O que fazer> Reescreva todo o material abaixo trocando "Target" por "Alvo" e mantendo todo o resto igual.

^^^^^^^^

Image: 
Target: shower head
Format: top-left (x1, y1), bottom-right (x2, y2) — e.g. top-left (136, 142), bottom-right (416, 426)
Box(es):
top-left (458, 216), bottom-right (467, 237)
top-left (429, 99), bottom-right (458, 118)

^^^^^^^^

Resposta ao exercício>
Image: 
Alvo: shower head
Format: top-left (x1, y1), bottom-right (x2, y2) — e.g. top-left (136, 142), bottom-right (416, 426)
Box(es):
top-left (458, 216), bottom-right (467, 237)
top-left (429, 99), bottom-right (458, 118)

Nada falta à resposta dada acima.